▶ [ЧТО СДЕЛАТЬ]:
(A) Перепишите без изменений фрагмент текста о выборах в Мосгордуму, который начинается со слов «Несколько месяцев назад» и заканчивается словами «Московской городской думе.».
(B) В скольких московских округах, согласно тексту о выборах в Мосгордуму, выиграли кандидаты из списка «умного голосования»?
(C) Продолжите текст о выборах в Мосгордуму, начав сразу после его последнего предложения.

---------- ЦИТИРУЕМЫЙ ТЕКСТ

Несколько месяцев назад в России состоялись выборы региональных парламентов, и они остались бы незамеченными, если бы результаты не выделялись из традиционной для авторитаризма парадигмы предсказуемости и стабильности. Однако на этот раз оппозиционные партии смогли увеличить свое представительство в законодательных органах, обойдя партию власти сразу во многих округах. Особенно ярко оппозиция выступила в Москве, завоевав почти половину из 45 мест в столичном парламенте — Московской городской думе.
Успех на выборах многие связывают со стратегией «умного голосования», инициированной политиком Алексеем Навальным. Он призвал голосовать за самого сильного оппозиционного кандидата, способного бросить вызов «Единой России», вне зависимости от отношения к нему и партии, которую тот представляет (КПРФ, «Яблоко» или «Справедливую Россию»). В 20 московских округах выиграли кандидаты, которые были включены в список «умного голосования». Это позволило Навальному и его сторонникам объявить результаты выборов своим достижением. «На выборах в Мосгордуму победил Навальный», «Фантастическая победа оппозиции», «Фактор Навального» — с такими заголовками вышли материалы либеральной прессы. Навальному часто удается захватить общественное мнение, он может навязать свою интерпретацию в информационном пространстве так, что его оценки становятся общепринятыми. Тем важнее становится взвешенный анализ. Но именно здесь этого не произошло. Научную экспертизу подменила эмоциональная реакция на неожиданный успех оппозиции.

--------------------
---------- ЗАПИСИ НАБОРА ДАННЫХ

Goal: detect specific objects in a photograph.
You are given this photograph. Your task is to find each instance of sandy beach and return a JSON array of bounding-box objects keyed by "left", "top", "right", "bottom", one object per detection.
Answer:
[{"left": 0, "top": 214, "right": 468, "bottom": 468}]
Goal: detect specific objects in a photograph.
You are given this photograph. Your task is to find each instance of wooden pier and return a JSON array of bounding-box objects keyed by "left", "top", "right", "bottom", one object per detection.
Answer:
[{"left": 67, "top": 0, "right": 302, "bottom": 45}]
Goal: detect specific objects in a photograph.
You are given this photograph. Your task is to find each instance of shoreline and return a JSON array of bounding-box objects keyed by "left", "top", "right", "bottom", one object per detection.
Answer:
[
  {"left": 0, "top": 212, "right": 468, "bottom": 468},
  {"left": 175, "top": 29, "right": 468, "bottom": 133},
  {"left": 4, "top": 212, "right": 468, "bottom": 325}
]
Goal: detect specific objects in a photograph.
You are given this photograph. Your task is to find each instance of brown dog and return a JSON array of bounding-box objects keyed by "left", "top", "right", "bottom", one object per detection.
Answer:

--------------------

▶ [ОТВЕТЫ К ЗАДАНИЯМ]:
(A)
Несколько месяцев назад в России состоялись выборы региональных парламентов, и они остались бы незамеченными, если бы результаты не выделялись из традиционной для авторитаризма парадигмы предсказуемости и стабильности. Однако на этот раз оппозиционные партии смогли увеличить свое представительство в законодательных органах, обойдя партию власти сразу во многих округах. Особенно ярко оппозиция выступила в Москве, завоевав почти половину из 45 мест в столичном парламенте — Московской городской думе.

(B) В 20 округах.

(C)
Так, например, широко растиражированные и положительно принятые оценки аналитика Бориса Овчинникова об эффективности «умного голосования», которые он изложил на своей странице в Facebook, были построены на измерении разницы между результатами кандидатов, включенных в «список Навального», и результатами кандидатов в него не включенных, невзирая на тот факт, что шансы кандидатов уже заложены в систему «умного голосования» в качестве ее основополагающего критерия. Иными словами, потенциал кандидата выступает в качестве объясняющей переменной и по отношению к попаданию в список «умного голосования», и по отношению к конечному результату на выборах. А это значит, что мы сопрягаем между собой две зависимые переменные, нарушая принцип последовательности событий. Выводы, полученные по такой модели, становятся бессмысленными, потому что связь между рассматриваемыми переменными опосредуется через третью переменную, выведенную за рамки анализа. Свои выводы Овчинников также сделал на основе сравнения результатов одной партии — КПРФ, что не только не позволяет производить точные измерения, но и ведет к генерализации частных случаев (поспешным обобщениям) и, следовательно, к сильным натяжкам.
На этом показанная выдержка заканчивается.